Which lines in the listing below contain the word "yellow"? Copy each one.

> MATERIAL PROVIDED:
####################

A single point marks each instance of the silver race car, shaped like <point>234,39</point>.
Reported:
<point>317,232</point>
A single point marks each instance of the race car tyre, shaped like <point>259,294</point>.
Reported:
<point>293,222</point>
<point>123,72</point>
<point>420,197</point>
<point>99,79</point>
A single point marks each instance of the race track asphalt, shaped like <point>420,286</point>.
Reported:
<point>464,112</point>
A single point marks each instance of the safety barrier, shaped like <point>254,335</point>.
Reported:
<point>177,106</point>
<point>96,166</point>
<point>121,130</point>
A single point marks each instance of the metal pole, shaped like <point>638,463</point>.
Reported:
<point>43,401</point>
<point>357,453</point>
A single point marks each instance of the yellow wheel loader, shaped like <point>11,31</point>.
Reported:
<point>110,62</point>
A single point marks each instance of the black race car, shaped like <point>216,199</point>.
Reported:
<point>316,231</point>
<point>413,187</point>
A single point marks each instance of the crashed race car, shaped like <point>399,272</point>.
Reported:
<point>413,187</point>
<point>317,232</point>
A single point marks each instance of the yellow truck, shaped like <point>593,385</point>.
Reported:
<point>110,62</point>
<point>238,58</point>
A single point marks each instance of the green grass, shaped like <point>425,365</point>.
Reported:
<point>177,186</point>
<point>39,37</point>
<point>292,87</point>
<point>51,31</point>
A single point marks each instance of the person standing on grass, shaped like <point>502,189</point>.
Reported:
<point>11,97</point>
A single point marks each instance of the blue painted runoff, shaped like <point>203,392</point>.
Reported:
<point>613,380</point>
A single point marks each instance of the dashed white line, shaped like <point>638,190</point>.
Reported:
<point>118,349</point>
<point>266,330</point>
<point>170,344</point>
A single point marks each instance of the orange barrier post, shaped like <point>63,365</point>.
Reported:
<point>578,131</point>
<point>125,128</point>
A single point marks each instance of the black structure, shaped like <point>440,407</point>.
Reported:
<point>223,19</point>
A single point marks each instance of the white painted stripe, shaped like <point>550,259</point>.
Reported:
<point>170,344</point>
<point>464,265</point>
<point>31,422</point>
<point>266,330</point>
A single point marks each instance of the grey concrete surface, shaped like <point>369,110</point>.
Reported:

####################

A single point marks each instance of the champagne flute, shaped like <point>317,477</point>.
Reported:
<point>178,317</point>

####################

> TASK RESULT:
A single point marks each instance of the yellow wheel loader, shaped like <point>11,31</point>.
A single point marks each instance of the yellow truck, shaped like <point>593,385</point>.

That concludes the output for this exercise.